题目说明
请接着《刑法教义的本土形塑》出版说明的最后一句往下续写。

阅读文本
= = =
车浩《刑法教义的本土形塑》出版说明暨陈兴良教授序 | “解印无与言,见山始一笑”
《刑法教义的本土形塑》
作者 │ 车浩
(北京大学法学院副教授、博士生导师,研究方向为刑法学。教育部首批青年长江学者;国家“万人计划”青年拔尖人才;北京大学博雅青年学者。)
出版说明
放在读者面前的这本书,集合了我近年来在刑法教义学方法上的思考和实践。
在《阶层犯罪论的构造》一书的前言中,我曾提出,要理解当代中国刑法知识转型,“犯罪论体系”与“刑法教义学”是两个最重要的关键词。前者是知识转型的核心领域,后者是知识转型的方法和方向。这也是我在《阶层犯罪论的构造》之后,又接续出版本书的原因。这两本书可视作姊妹篇,分别从核心问题与基本方法两个侧面,表达了我对当代中国刑法知识转型这一命题的个人体悟。在前一本书中,阶层犯罪论体系是一个内容主线,以主题思想总领全书。在本书中,法教义学作为方法论意义上的主线,被贯穿到各个层次的研究工作中。
何谓法教义学?除了最基本的法律解释,我的看法是,在法无明文规定之处,统筹各种材料,创造出在逻辑上与实定法血肉相连的概念和理论,通过理性的力量,获得侧立于实定法身边的权威性和拘束力,成为“教义”或“信条”(Dogma)。一言以蔽之,学术造法。在此意义上,教义学既是知识,也是方法。但是,本书并不是一本谈论法教义学方法论的书,而是呈现教义学方法在知识形成上的具体运用。全书分为四编,分别在刑法思想、刑事立法、刑法概念及焦点案件四个方面,记载了我近年来有意识地运用法教义学的方法,铸造法教义学知识的微末实践。事实上,这也是我所理解的,法教义学全面展开的四个维度。
= = =
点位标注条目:
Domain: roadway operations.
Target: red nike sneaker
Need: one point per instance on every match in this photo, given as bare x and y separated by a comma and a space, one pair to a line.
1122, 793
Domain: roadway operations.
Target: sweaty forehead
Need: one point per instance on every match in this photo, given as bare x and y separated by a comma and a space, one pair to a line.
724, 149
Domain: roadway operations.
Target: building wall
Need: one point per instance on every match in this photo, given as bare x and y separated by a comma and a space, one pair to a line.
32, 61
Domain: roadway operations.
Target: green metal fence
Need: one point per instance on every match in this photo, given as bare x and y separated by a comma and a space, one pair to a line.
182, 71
= = =
习题答案
本书第一编以“刑法思想的教义学转向”为名,收入了三篇论文。其中,《刑法公法化与罪刑法定原则》与《监狱里的同居楼与刑法的现代性反思》,实际上属于自己“前教义学阶段”的作品;或者说,呈现的是尚未出现教义学转向之前的思想状态。之所以将它们收入本编,首先是因为,这两篇文章对我有特殊的意义,我舍不得将它们散落在外以至于遗忘,因而以这种敝帚自珍的方式收藏。
近二十年前,在读硕士期间,我曾经和几位志同道合的朋友组成读书小组,度过了一段值得珍念的光阴。《刑法公法化与罪刑法定原则》一文,是当时读哈耶克的一个灵感结晶,曾在朱苏力老师的《法理学》课程上得过年级高分;《监狱里的同居楼与刑法的现代性反思》则是在两次监狱参访经历的刺激下,将读福柯和哈贝马斯时的触动形诸文字,作为北大研究生“学术十杰”的参评论文,博士生期间还在理教的大教室里做过专题讲座。蒙陈兴良老师厚爱,这两篇文章后来都发表在《刑事法评论》上面,成为自己走上学术之路的标志。
现在回头看,我仍能从中感受到当年阅读哈耶克、福柯和哈贝马斯时遭遇的冲击,以及急于通过刑法视角表达体会和感悟的心情。二十岁出头刚开始写作时的文章,很不规范,幼稚、粗粝,甚至囫囵吞枣、断章取义、自以为得,但那股子纯粹的、富有生机的冲劲儿,确是年轻人独有的元气淋漓,如今已恍如隔世。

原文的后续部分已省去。